-- Prompt --
Show each line of the records below where the word "clicks" occurs.

-- Material for this exercise --
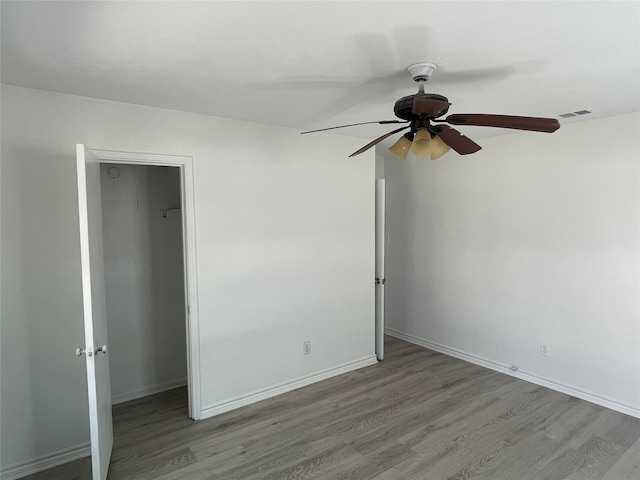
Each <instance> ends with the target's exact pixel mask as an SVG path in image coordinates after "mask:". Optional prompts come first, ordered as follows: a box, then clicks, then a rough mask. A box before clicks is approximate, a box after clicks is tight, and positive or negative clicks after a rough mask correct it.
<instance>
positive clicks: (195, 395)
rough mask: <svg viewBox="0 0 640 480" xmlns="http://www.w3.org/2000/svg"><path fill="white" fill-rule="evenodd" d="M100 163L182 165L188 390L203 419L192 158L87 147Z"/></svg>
mask: <svg viewBox="0 0 640 480" xmlns="http://www.w3.org/2000/svg"><path fill="white" fill-rule="evenodd" d="M88 150H90V151H91V152H92V153H93V154H94V155H95V156H96V157H98V160H99V161H100V163H122V164H131V165H147V166H156V167H178V168H179V169H180V197H181V202H182V211H183V215H182V254H183V262H184V279H185V282H184V288H185V319H186V335H187V390H188V397H189V418H191V419H193V420H201V418H202V405H201V395H200V393H201V385H200V348H199V345H200V338H199V331H200V330H199V328H198V325H199V322H198V293H197V292H198V288H197V275H196V267H197V262H196V237H195V225H196V220H195V197H194V176H193V158H192V157H188V156H182V155H164V154H155V153H134V152H118V151H111V150H98V149H91V148H90V149H88Z"/></svg>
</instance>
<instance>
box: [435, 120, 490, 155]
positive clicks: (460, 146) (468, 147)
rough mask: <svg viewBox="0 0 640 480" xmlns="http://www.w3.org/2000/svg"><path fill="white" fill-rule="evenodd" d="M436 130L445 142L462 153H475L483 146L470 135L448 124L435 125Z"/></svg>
mask: <svg viewBox="0 0 640 480" xmlns="http://www.w3.org/2000/svg"><path fill="white" fill-rule="evenodd" d="M434 131H435V134H436V135H438V136H439V137H440V139H441V140H442V141H443V142H444V143H446V144H447V145H449V146H450V147H451V148H453V149H454V150H455V151H456V152H458V153H459V154H460V155H468V154H470V153H475V152H477V151H478V150H480V149H481V148H482V147H481V146H480V145H478V144H477V143H476V142H474V141H473V140H471V139H470V138H469V137H465V136H464V135H462V134H461V133H460V132H459V131H457V130H456V129H455V128H451V127H450V126H448V125H438V126H436V127H434Z"/></svg>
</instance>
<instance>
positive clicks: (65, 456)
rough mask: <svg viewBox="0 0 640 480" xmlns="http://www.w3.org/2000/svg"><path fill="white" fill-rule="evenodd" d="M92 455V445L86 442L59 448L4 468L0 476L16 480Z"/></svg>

-- Result for this task --
Each <instance> ends with the target's exact pixel mask as an SVG path in image coordinates after "mask:". Optional prompts come first, ordered as follows: a box, then clicks, then a rough mask. A box before clicks is approximate, a box after clicks is tight, and positive or negative clicks after a rough mask correct it.
positive clicks: (195, 395)
positive clicks: (460, 146) (468, 147)
positive clicks: (65, 456)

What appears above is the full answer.